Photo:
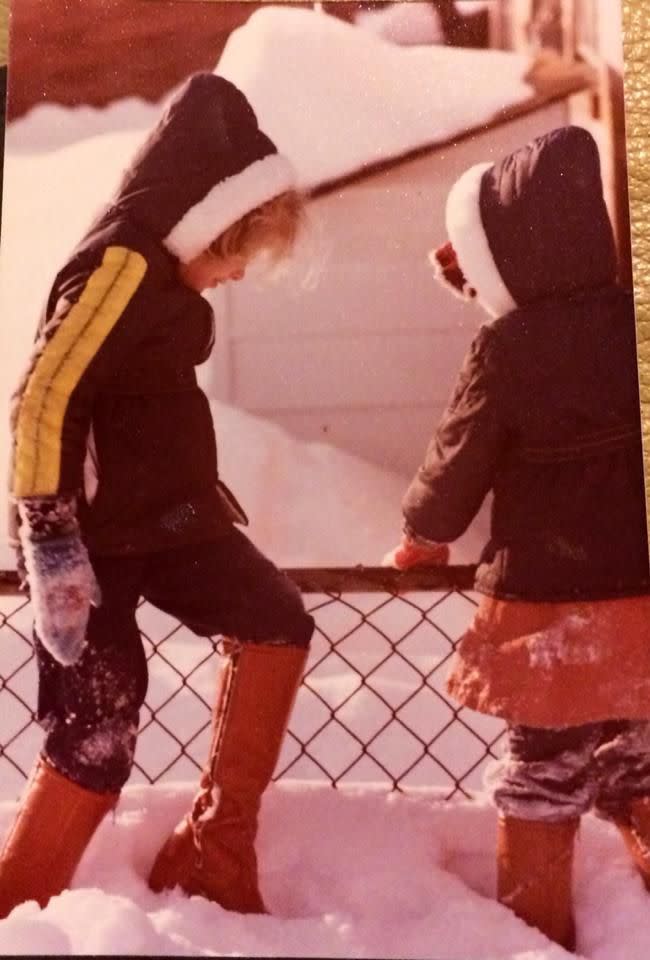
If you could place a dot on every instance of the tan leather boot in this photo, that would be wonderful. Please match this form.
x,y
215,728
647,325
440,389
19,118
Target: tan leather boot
x,y
212,851
55,822
635,830
534,874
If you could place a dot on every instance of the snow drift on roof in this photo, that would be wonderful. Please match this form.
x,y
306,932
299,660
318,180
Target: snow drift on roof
x,y
336,98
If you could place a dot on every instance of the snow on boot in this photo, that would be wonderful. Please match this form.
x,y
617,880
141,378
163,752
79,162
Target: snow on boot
x,y
534,874
635,830
55,822
212,851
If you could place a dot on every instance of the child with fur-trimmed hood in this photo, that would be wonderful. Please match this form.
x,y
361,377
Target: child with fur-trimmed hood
x,y
545,415
113,370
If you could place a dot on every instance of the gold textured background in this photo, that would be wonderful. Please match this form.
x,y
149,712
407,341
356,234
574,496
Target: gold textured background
x,y
636,21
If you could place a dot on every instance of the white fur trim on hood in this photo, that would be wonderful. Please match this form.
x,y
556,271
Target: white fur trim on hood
x,y
468,238
228,201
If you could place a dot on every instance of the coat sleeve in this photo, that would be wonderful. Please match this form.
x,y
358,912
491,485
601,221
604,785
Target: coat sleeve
x,y
98,316
462,458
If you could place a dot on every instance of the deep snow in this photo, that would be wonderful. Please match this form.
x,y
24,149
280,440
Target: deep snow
x,y
348,873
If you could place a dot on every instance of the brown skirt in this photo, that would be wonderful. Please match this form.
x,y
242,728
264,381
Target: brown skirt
x,y
556,664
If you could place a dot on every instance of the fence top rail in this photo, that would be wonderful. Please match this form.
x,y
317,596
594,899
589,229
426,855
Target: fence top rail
x,y
340,580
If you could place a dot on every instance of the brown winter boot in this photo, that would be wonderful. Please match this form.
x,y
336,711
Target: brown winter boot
x,y
53,827
211,852
534,874
635,830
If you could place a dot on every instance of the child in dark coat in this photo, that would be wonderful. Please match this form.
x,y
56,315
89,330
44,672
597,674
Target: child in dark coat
x,y
112,372
545,414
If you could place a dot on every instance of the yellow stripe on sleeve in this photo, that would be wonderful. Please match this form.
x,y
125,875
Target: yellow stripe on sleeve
x,y
61,366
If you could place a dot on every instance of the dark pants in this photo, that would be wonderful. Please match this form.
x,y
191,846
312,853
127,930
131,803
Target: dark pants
x,y
90,711
556,774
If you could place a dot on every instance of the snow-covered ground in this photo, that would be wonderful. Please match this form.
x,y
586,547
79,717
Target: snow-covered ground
x,y
348,873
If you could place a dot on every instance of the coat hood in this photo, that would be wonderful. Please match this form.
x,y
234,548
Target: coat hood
x,y
204,166
534,224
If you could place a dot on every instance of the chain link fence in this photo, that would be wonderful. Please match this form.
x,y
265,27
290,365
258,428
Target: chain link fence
x,y
372,706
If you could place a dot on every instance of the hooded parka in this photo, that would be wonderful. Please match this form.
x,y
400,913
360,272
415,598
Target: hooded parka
x,y
113,366
545,415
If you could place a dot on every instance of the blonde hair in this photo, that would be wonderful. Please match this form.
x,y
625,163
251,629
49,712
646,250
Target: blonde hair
x,y
271,228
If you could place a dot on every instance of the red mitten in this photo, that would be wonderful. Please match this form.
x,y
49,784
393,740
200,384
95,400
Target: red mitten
x,y
416,553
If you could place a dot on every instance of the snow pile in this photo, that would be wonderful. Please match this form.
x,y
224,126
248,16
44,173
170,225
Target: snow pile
x,y
310,504
407,24
406,877
360,99
49,126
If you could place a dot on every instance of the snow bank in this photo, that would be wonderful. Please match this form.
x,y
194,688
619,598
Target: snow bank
x,y
360,99
407,876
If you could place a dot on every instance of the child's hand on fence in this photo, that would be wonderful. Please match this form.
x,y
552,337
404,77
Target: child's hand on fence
x,y
414,552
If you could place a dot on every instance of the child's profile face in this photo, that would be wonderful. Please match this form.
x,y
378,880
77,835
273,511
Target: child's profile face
x,y
208,270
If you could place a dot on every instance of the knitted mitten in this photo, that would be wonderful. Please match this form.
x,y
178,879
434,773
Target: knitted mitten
x,y
61,581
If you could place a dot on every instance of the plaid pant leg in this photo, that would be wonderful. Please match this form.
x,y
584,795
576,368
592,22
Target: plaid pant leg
x,y
545,774
623,766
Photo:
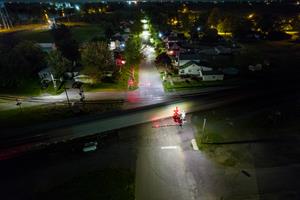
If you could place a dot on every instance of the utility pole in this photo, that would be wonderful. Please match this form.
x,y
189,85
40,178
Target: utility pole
x,y
82,96
204,124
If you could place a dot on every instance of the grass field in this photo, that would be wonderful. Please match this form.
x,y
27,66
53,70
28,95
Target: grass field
x,y
51,112
232,132
80,31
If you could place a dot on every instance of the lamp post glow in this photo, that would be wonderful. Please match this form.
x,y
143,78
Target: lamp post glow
x,y
144,21
145,26
145,35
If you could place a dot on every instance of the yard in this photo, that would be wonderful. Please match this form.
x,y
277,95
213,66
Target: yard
x,y
82,32
52,112
233,135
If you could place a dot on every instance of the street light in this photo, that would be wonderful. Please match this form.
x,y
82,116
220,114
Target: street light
x,y
144,21
145,26
145,35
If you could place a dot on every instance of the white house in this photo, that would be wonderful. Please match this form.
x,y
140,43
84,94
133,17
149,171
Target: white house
x,y
192,68
212,75
47,47
185,58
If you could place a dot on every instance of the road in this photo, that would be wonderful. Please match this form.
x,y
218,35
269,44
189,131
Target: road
x,y
150,90
165,164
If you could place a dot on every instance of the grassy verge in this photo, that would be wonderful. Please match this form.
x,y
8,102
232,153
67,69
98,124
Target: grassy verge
x,y
194,84
120,85
47,113
230,133
113,184
31,87
80,31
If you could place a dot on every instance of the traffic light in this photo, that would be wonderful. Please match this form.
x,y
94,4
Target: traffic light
x,y
176,116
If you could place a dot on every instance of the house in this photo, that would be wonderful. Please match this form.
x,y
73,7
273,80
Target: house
x,y
221,50
184,58
212,75
117,42
192,68
47,47
46,75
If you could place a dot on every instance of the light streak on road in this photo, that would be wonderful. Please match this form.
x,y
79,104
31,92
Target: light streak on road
x,y
169,147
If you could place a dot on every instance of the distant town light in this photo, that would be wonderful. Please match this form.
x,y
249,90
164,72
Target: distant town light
x,y
250,16
144,21
77,7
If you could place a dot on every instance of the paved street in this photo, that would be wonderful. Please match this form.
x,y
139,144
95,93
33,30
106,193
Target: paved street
x,y
165,164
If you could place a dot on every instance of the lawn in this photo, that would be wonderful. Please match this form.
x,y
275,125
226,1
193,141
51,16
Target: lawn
x,y
112,184
81,33
120,85
231,131
31,87
196,84
52,112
§
> Set task:
Can you write out every one of the records again, swapping "place a dot" for "put a point" wherever it occurs, with nothing else changed and the pictures left out?

> Expected output:
Photo:
If you could put a point on every instance of the tan leather boot in this photo, that would be wonderful. Please match this form.
x,y
215,728
647,325
440,389
19,118
Target: tan leather boot
x,y
212,851
55,822
635,830
534,874
If you could put a point on every instance of the snow drift on roof in this photo, that would be wonderful. Please match this form.
x,y
306,932
299,660
318,180
Target: snow drift on roof
x,y
336,98
If you could put a point on every instance of the snow on boot in this photo, that would be wonderful. Please match this form.
x,y
617,880
141,378
163,752
79,162
Target: snow on boot
x,y
534,874
635,830
55,822
212,851
If you could put a point on every instance of the child with fur-trimmed hood in this photo, that would be wonderful. Please match this form.
x,y
361,377
Target: child with fur-trimmed hood
x,y
545,415
113,370
If you could put a point on every instance of the gold textured background in this photo, that would be wonderful. Please match this form.
x,y
149,712
407,341
356,234
574,496
Target: gold textured background
x,y
636,21
If you could put a point on every instance of the white fur trim on hood in this photo, that would be wonderful. Please match this form.
x,y
556,271
Target: white fur trim on hood
x,y
468,238
228,201
If you could put a point on every instance of the coat sleeve in this photo, that would be wonderful. Please match this form.
x,y
358,912
491,485
601,221
604,785
Target: coat sleeve
x,y
98,316
462,458
If you could put a point on every instance of the deep snow in this photo, that would be wonderful. Please match this form.
x,y
24,149
280,440
Target: deep snow
x,y
348,873
If you could put a point on every instance of the brown skirt in this photo, that would be wonderful. Please match this form.
x,y
242,728
264,381
Target: brown skirt
x,y
556,664
If you could put a point on every instance of the fence top rail in this photo, that would be wonderful. Please match this form.
x,y
317,596
594,899
589,229
426,855
Target: fence top rail
x,y
340,580
If you could put a point on every instance of the brown winter boot in this photo, that would be wonderful. Please match this form.
x,y
336,711
Target: brown winter boot
x,y
53,827
211,852
534,874
635,830
If you could put a point on every instance of the child in dark coat in this photo, that would be wonderful. Please match this form.
x,y
56,315
89,330
44,672
597,674
Target: child in dark coat
x,y
112,372
545,414
If you could put a point on every instance of the yellow stripe on sleeve in this photo, that would be wonderful. Please match this form.
x,y
125,875
Target: yellow stripe on sleeve
x,y
61,366
If you could put a point on every instance of the dark pants in this photo, that would be wonderful. Please match this form.
x,y
191,846
312,853
127,930
131,803
Target: dark pants
x,y
90,711
556,774
If you could put a point on every instance of the snow-covered ground in this photo, that would be wonderful. Please match this form.
x,y
586,547
79,717
Target: snow-covered ground
x,y
348,873
If you could put a point on every instance of the coat hood in this photo, that would be wonderful. Please match this form.
x,y
234,548
Target: coat hood
x,y
204,166
534,224
If you could put a point on every instance of the chain link fence in this photo, that would be wonderful. Please match this form.
x,y
265,27
290,365
258,428
Target: chain link fence
x,y
372,706
If you could put a point on every instance of the hooded parka in this photo, that would be wonderful. Please match this form.
x,y
400,913
360,272
415,598
Target: hooded parka
x,y
113,366
545,415
If you could put a point on every instance of the blonde hair in this photo, that would be wonderful. Please match this form.
x,y
625,163
251,629
49,712
646,250
Target: blonde hair
x,y
271,228
If you could put a point on every instance of the red mitten in this photo, that would be wonderful. Please match this form.
x,y
49,784
393,740
200,384
95,400
Target: red mitten
x,y
416,553
If you could put a point on every instance of the snow pile in this photo, that would be wonderful. Please match this form.
x,y
224,126
248,16
44,173
170,225
Target: snow pile
x,y
310,504
407,24
406,877
360,99
49,126
If you could put a point on every instance of the snow bank in this photo, that would be wonderful. Please match this form.
x,y
194,688
619,598
Target: snow bank
x,y
360,99
407,876
If you could put a point on every instance of the child's hand on fence in this photo, that would be wonderful. Please match this form.
x,y
552,337
404,77
Target: child's hand on fence
x,y
414,552
If you could put a point on every instance of the child's profile face in this photo, that would be wonderful. Please match this form.
x,y
378,880
77,835
273,511
Target: child's profile face
x,y
208,270
If you could put a point on every instance of the knitted mitten in this photo, that would be wonderful. Please match this form.
x,y
178,879
434,773
Target: knitted mitten
x,y
61,581
If you could put a point on every instance of the plaid pant leg in this photo, that would be wonderful. Please match this form.
x,y
584,795
576,368
592,22
Target: plaid pant leg
x,y
545,774
623,766
Photo:
If you could put a point on every instance of the utility pole in this photo, that would be wonderful. Please match this form.
x,y
189,85
40,178
Target: utility pole
x,y
82,96
204,124
If you could put a point on every instance of the grass field in this photo, that would be wonderful. Please match this form.
x,y
27,66
53,70
28,95
Target: grass field
x,y
51,112
232,132
80,31
If you could put a point on every instance of the lamp post glow in this photo, that would be wonderful. Please match this form.
x,y
143,78
Target: lamp post glow
x,y
144,21
145,26
145,35
If you could put a point on every instance of the yard in this photo, that would be wonderful. Please match this form.
x,y
277,95
213,66
Target: yard
x,y
82,32
52,112
233,135
If you could put a point on every instance of the street light in this photo, that would be wonderful. Please match this form.
x,y
82,116
220,114
Target: street light
x,y
144,21
145,26
145,35
If you could put a point on every instance of the white house in this photo, that would be wonderful. Please match this form.
x,y
140,43
84,94
133,17
149,171
Target: white house
x,y
192,68
212,75
47,47
185,58
If you could put a point on every instance of the road in this photo, that would be wonderful. Please match this form.
x,y
218,35
269,44
189,131
Target: road
x,y
150,90
165,164
If you could put a point on every instance of the grassy verge in this photo, that would be wonderful. Please match this form.
x,y
8,102
232,153
67,69
98,124
Target: grassy verge
x,y
194,84
120,85
47,113
230,133
113,184
31,87
80,31
If you could put a point on every instance of the traffic light in this photo, that would be wonderful. Please match this form.
x,y
94,4
Target: traffic light
x,y
176,116
If you could put a point on every instance of the house in this photo, that would be wonderful. Please match this form.
x,y
73,7
273,80
Target: house
x,y
221,50
184,58
212,75
117,42
192,68
47,47
46,75
If you could put a point on every instance of the light streak on road in this photo, that would be wonderful. Please match this form.
x,y
79,104
31,92
Target: light streak on road
x,y
169,147
If you could put a point on every instance of the distant town light in this photo, that would be wonderful. Please match this form.
x,y
249,90
164,72
Target: distant town light
x,y
250,16
144,21
77,7
If you could put a point on every instance of the paved street in this photo, that would be wonderful. Please match this form.
x,y
139,144
95,93
33,30
106,193
Target: paved street
x,y
165,164
If you could put a point on every instance of the lawn in this photo, that would be wonderful. Please match this form.
x,y
275,125
226,1
193,141
51,16
Target: lawn
x,y
112,184
81,33
120,85
231,131
31,87
196,84
52,112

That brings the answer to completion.